Format the lines from the one containing "point: the green foliage in this photo" through the last line as a Markdown table with the columns No. and Line. Number the rows and leave out any blank lines.

* **GIVEN RECORDS**:

--- START ---

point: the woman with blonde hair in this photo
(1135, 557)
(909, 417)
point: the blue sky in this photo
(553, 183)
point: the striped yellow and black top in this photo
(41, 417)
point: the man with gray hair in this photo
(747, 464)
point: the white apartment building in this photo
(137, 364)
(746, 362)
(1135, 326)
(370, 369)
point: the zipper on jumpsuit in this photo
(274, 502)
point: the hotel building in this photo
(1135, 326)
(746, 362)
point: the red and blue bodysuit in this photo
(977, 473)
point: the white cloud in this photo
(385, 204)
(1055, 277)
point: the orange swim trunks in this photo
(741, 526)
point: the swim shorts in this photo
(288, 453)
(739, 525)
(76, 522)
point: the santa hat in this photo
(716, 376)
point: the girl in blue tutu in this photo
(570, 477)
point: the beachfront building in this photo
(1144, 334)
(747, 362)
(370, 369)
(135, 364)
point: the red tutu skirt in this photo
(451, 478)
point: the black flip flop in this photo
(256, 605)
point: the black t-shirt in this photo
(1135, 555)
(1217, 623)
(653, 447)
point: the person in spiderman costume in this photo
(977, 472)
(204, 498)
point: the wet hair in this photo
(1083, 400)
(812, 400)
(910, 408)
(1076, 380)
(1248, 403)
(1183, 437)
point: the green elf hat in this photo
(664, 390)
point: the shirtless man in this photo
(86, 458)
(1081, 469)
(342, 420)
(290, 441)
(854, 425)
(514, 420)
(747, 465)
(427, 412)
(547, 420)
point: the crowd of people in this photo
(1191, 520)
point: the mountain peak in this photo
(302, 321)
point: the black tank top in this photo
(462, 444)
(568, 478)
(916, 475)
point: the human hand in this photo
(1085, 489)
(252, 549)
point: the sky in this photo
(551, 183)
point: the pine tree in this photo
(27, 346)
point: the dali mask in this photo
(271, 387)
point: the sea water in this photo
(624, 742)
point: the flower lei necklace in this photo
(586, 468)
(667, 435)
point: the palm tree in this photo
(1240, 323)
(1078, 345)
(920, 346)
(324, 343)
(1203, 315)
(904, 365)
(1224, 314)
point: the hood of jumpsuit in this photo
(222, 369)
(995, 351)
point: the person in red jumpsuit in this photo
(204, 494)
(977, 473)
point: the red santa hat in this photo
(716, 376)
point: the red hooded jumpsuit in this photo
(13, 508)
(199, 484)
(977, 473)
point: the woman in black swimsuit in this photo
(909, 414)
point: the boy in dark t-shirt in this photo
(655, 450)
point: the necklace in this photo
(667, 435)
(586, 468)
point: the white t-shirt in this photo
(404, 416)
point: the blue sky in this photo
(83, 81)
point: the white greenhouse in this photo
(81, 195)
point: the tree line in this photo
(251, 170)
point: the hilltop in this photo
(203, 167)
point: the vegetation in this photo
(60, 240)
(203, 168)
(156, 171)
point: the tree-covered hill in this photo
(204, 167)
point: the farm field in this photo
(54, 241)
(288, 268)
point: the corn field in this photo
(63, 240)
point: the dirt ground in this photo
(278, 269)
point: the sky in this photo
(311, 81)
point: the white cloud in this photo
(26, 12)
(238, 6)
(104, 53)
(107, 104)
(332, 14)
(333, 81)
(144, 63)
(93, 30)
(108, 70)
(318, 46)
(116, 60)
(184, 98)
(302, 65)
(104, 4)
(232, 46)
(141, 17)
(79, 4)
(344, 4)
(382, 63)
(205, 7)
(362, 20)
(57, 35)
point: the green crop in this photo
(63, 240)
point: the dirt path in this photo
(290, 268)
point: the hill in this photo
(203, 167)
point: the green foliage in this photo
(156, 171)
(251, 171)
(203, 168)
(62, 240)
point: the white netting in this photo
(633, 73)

--- END ---

* **PROBLEM SOLUTION**:
| No. | Line |
|---|---|
| 1 | point: the green foliage in this photo |
| 2 | (156, 171) |
| 3 | (251, 171) |
| 4 | (203, 168) |
| 5 | (62, 240) |
| 6 | point: the white netting in this photo |
| 7 | (633, 73) |